Top of PROVIDED RECORDS
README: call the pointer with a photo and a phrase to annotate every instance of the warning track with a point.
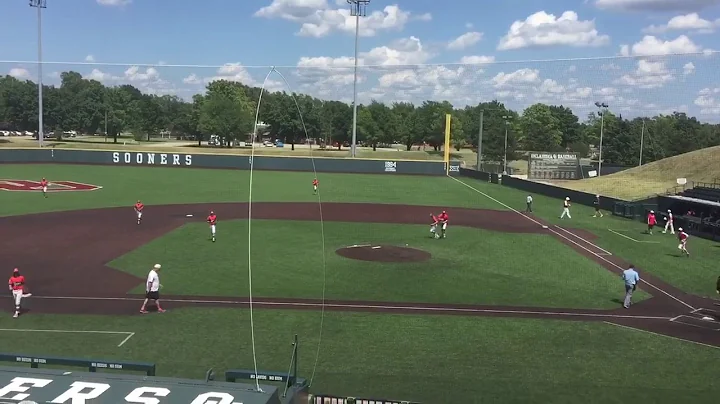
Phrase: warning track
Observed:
(81, 243)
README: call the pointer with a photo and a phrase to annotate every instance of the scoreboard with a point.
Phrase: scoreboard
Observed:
(554, 166)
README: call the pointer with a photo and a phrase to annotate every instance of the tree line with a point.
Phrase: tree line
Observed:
(227, 109)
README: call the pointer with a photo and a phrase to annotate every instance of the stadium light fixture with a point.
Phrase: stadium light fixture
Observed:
(358, 8)
(39, 4)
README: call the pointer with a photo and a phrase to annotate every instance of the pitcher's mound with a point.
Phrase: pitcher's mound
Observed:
(384, 253)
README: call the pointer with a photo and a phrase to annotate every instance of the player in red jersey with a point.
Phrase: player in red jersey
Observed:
(443, 218)
(16, 285)
(43, 186)
(212, 219)
(138, 210)
(433, 226)
(682, 237)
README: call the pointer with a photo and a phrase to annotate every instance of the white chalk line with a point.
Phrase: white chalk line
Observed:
(662, 335)
(367, 306)
(126, 333)
(585, 241)
(632, 239)
(591, 252)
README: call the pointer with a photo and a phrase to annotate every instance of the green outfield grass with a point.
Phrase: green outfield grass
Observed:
(472, 266)
(124, 185)
(432, 359)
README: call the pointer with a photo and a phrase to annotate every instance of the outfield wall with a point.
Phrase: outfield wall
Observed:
(239, 162)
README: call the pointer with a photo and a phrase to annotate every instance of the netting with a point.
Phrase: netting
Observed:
(631, 86)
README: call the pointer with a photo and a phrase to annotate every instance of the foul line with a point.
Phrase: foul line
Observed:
(662, 335)
(126, 333)
(585, 241)
(632, 239)
(586, 249)
(367, 306)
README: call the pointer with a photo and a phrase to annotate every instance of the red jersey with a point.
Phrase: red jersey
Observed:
(212, 219)
(651, 219)
(17, 282)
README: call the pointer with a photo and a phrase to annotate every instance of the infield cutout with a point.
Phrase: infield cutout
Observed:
(383, 253)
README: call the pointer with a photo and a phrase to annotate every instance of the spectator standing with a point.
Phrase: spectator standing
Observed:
(631, 279)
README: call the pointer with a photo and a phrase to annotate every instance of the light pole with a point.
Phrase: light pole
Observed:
(603, 110)
(507, 123)
(39, 4)
(358, 8)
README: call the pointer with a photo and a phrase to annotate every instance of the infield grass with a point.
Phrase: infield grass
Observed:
(124, 185)
(431, 359)
(471, 266)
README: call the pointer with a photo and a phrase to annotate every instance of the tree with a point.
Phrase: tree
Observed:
(228, 109)
(540, 129)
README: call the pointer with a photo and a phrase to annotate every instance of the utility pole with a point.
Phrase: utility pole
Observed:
(479, 164)
(358, 8)
(603, 110)
(507, 123)
(642, 141)
(39, 4)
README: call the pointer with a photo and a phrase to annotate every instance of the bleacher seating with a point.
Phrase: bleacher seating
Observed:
(704, 193)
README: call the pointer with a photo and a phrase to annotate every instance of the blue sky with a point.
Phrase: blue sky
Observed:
(631, 54)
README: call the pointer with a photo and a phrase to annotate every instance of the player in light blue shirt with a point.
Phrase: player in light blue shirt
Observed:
(631, 278)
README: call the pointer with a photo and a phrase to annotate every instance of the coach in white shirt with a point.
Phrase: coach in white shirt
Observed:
(152, 289)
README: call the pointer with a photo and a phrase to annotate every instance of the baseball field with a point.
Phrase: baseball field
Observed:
(510, 307)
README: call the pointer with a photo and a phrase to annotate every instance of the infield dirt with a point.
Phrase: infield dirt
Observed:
(56, 249)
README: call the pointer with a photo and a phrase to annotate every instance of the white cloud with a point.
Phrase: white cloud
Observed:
(477, 60)
(709, 101)
(688, 23)
(543, 29)
(114, 3)
(465, 40)
(652, 46)
(192, 79)
(647, 75)
(318, 19)
(518, 77)
(19, 73)
(98, 75)
(689, 68)
(655, 5)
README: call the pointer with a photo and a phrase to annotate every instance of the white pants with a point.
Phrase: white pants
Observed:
(17, 295)
(670, 226)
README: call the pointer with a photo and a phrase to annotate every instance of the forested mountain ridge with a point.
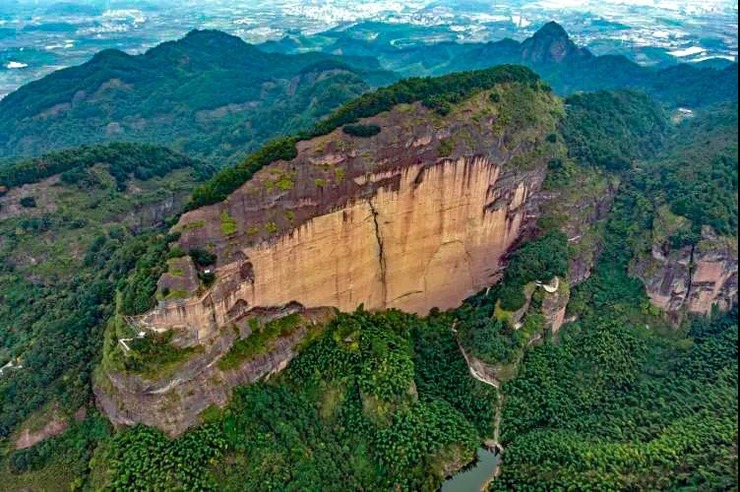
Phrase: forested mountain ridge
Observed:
(72, 225)
(597, 387)
(209, 94)
(550, 52)
(212, 95)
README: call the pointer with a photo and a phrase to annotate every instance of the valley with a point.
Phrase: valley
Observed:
(361, 290)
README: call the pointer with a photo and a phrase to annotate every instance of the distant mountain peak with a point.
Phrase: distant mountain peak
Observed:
(552, 29)
(551, 44)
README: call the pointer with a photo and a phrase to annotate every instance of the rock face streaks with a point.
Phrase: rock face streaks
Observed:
(692, 278)
(391, 221)
(430, 243)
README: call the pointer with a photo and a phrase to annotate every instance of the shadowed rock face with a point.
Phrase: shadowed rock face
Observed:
(691, 278)
(416, 217)
(382, 221)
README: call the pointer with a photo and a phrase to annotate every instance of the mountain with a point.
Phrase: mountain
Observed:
(212, 95)
(208, 94)
(72, 223)
(551, 44)
(439, 264)
(550, 52)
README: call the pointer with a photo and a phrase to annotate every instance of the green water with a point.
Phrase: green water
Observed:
(472, 479)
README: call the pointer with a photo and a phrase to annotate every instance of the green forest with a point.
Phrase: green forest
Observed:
(621, 398)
Bottom of PROVIDED RECORDS
### WHAT YOU SHOULD DO
Restate each entry exactly, omitting pictures.

### EXERCISE RESULT
README: call the pointer with a photo and a phrase to annotate every instance of the warning track with a point.
Phrase: warning track
Observed:
(81, 243)
README: call the pointer with a photo and a phrase to annotate every instance of the scoreboard with a point.
Phrase: scoreboard
Observed:
(554, 166)
README: call the pointer with a photo and a phrase to annotate every instance of the tree line with a point.
Phrase: tree line
Observed:
(227, 109)
README: call the pointer with a photo and a phrase to annotate every instance of the stadium light fixture with a point.
Phrase: stadium light fixture
Observed:
(358, 8)
(39, 4)
README: call the pointer with a photo and a phrase to annotate every instance of the pitcher's mound with a point.
Phrase: pitcher's mound
Observed:
(384, 253)
README: call the pointer with a photo and a phrase to annotate every instance of the player in red jersey with a point.
Phrase: player in red jersey
Observed:
(443, 218)
(16, 285)
(43, 186)
(212, 219)
(138, 210)
(433, 226)
(682, 237)
README: call the pointer with a photo and a phrase to annotate every instance of the white chalk line with a point.
Phrase: white chalk line
Observed:
(662, 335)
(367, 306)
(126, 333)
(585, 241)
(632, 239)
(591, 252)
README: call the pointer with a photo and a phrase to annotate every instance of the green outfield grass with a point.
Phrase: green outfield grass
Observed:
(472, 266)
(124, 185)
(432, 359)
README: call the pointer with a photo and a phrase to annotate every instance of the outfield wall with a point.
Phrase: outfield wall
Observed:
(239, 162)
README: call the pointer with a photo and a phrase to annotate every instance of the netting with a point.
Phrase: netting
Observed:
(631, 86)
README: call the pointer with a photo and a phrase to annotate every instance of the foul line with a point.
Phrase: foul line
Observed:
(662, 335)
(126, 333)
(585, 241)
(632, 239)
(586, 249)
(367, 306)
README: call the pointer with a photo and a phrase to annotate every instance of the red jersey with a point.
Phrase: red jersey
Observed:
(212, 219)
(651, 219)
(17, 282)
README: call the pointer with a photo and a phrase to annotate every instance of the infield cutout with a point.
Phrase: infield cutout
Observed:
(383, 253)
README: call the pointer with a photo and a phrase to annotate every instance of the spectator standing with a point.
Phrase: spectator standing
Observed:
(631, 279)
README: call the pointer with a photo and a phrase to annotate every instance of the light pole with a point.
Phrase: light pole
Observed:
(603, 110)
(507, 123)
(39, 4)
(358, 8)
README: call the pointer with a photo and a phrase to annotate every instance of the infield grass with a point.
Phrase: infield grass
Observed:
(124, 185)
(431, 359)
(471, 266)
README: call the pointer with a photo and a phrase to annotate every instance of the tree with a point.
Phrase: tree
Observed:
(228, 109)
(540, 129)
README: call the pointer with a photo and a phrase to annotate every instance of the utility pole with a point.
Phrase: utility pole
Observed:
(479, 164)
(358, 8)
(603, 110)
(507, 123)
(642, 141)
(39, 4)
README: call the pointer with a photo and a phrase to annotate every instance of the bleacher seating with a point.
Phrase: bleacher seating
Observed:
(704, 193)
README: call the pointer with a photo and a phrase to annotate every instance of the blue sky with a point.
Phrase: blue sky
Observed:
(631, 54)
README: call the pointer with a photo and a phrase to annotate every instance of the player in light blue shirt with a point.
Phrase: player in light blue shirt
Observed:
(631, 278)
README: call the pointer with a photo and a phrase to annotate every instance of the coach in white shirt with a point.
Phrase: coach in white shirt
Observed:
(152, 289)
README: call the pointer with a photo and a phrase to annotate every instance of the baseball field with a point.
Phrase: baseball field
Observed:
(510, 307)
README: call the pointer with a photo and a phrase to annotate every instance of the infield dirt with a point.
Phrase: infield dirt
Observed:
(56, 249)
README: call the pointer with a photo and a phrase to annotate every instance of the white cloud with a point.
Phrase: white cloud
Observed:
(477, 60)
(709, 101)
(688, 23)
(543, 29)
(114, 3)
(465, 40)
(652, 46)
(192, 79)
(647, 75)
(318, 19)
(518, 77)
(19, 73)
(98, 75)
(689, 68)
(655, 5)
README: call the pointer with a photo and a phrase to annotate every instance of the white pants with a point.
Phrase: white pants
Observed:
(17, 295)
(670, 226)
README: call the pointer with a photo and a phrase to annotate every instance of the forested mountain ridge with a point.
Phrase: forested mountain ridge
Observed:
(72, 225)
(597, 387)
(209, 94)
(550, 52)
(212, 95)
README: call the pointer with a photo and a phrase to annotate every instance of the valley with a point.
Phrase: valley
Observed:
(361, 290)
README: call the pointer with a photo and a phrase to annotate every instance of the distant mountain peak with a point.
Phrase: distant mountain peak
Observed:
(552, 29)
(551, 44)
README: call the pointer with a photo and a phrase to annotate every instance of the rock face streaks with a point.
Phrase: rock face streaks
Observed:
(692, 278)
(391, 221)
(430, 243)
README: call the pointer with a photo and a phrase to annotate every instance of the shadowed rock face with a point.
Phrase: shadowed rock face
Observed:
(691, 278)
(416, 217)
(382, 221)
README: call the pointer with a photo and a phrase to annotate every instance of the mountain with a point.
Phrase: mountain
Observed:
(212, 95)
(208, 94)
(72, 223)
(551, 44)
(439, 264)
(550, 52)
README: call the pointer with a photo and a phrase to annotate every instance of the green water with a point.
Phrase: green water
Observed:
(472, 479)
README: call the pointer with a photo and a phrase to annotate every instance of the green forest with a point.
Phrase: green forest
Observed:
(621, 398)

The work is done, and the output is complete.